Assigned task: Extend the news report on the government's late publication of civil servants' travel expenditure, beginning immediately after its final sentence.

Source text:
A promise to publish the information every six months was made in 2016 after the JEP exclusively revealed that two civil servants had spent £13,000 of taxpayers’ money on fully flexible business-class flights to South Africa.
The pair travelled to Cape Town to attend a mining conference. They justified the expense by saying that they were to begin working immediately after landing and therefore needed to be well rested.
However, following further questions from this newspaper, it transpired that they had originally planned to play in a golf tournament, something that they cancelled after realising they would arrive too late. They instead started work when they attended a conference – eight hours later.
Data should have been published for the second half of 2019 but the government said the Covid-19 pandemic – which did not affect the Island until March – had prevented this as civil servants were redeployed to deal with the crisis. Figures for the first half of 2020 should also have been published by now.
It is not the first time the government has failed to publish the data on time. In February 2019, Senator Sarah Ferguson, then chairwoman of the Public Accounts Committee, criticised the government after the JEP discovered that flight data up to December 2017 was the latest to have been published.

Recorded data:
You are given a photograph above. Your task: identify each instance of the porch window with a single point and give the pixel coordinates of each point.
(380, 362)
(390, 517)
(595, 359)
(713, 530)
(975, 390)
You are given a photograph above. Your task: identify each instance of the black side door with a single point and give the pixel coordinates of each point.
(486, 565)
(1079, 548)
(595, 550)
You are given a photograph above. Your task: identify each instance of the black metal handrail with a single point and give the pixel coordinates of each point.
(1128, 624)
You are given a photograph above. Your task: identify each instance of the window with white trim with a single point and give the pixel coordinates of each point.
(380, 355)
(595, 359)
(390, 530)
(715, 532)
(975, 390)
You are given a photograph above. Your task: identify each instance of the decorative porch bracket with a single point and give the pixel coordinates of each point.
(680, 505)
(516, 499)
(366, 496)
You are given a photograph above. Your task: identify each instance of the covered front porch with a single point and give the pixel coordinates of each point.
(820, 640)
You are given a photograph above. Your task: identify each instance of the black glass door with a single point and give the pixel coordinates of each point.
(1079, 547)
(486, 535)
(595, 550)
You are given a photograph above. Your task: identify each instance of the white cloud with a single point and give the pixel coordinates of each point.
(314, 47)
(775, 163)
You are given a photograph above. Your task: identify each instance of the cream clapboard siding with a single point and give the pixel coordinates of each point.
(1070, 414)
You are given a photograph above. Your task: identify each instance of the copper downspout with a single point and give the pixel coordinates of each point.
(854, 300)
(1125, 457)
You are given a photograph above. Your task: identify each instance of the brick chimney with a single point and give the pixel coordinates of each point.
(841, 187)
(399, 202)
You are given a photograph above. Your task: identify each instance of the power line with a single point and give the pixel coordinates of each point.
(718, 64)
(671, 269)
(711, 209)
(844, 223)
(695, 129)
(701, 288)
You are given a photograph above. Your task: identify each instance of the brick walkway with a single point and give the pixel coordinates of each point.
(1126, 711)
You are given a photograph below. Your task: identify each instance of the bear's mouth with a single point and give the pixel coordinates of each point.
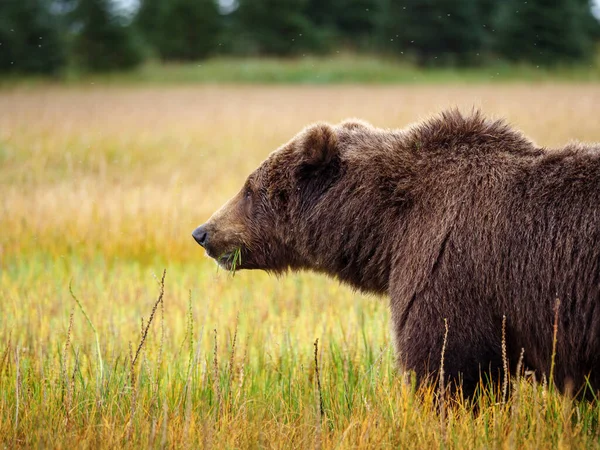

Task result:
Responding to questions from the JEP about why it had not published figures for the second half of 2019, a government spokesperson said: ‘The Government of Jersey has agreed and put arrangements in place to publish its staff travel expenses on a six-monthly basis. During the collation of data for the second half of 2019, the Covid-19 pandemic hit, and resources were prioritised to initiatives which protect Islanders and the economy.
‘We are currently in the process of finalising data collation covering the period from July 2019 to June 2020. We expect to publish the data in the week commencing 2 November 2020.’
According to the most recent details published for the first half of 2019, one civil servant spent £4,365.12 on British Airways business-class flights to the Cayman Islands to attend a conference.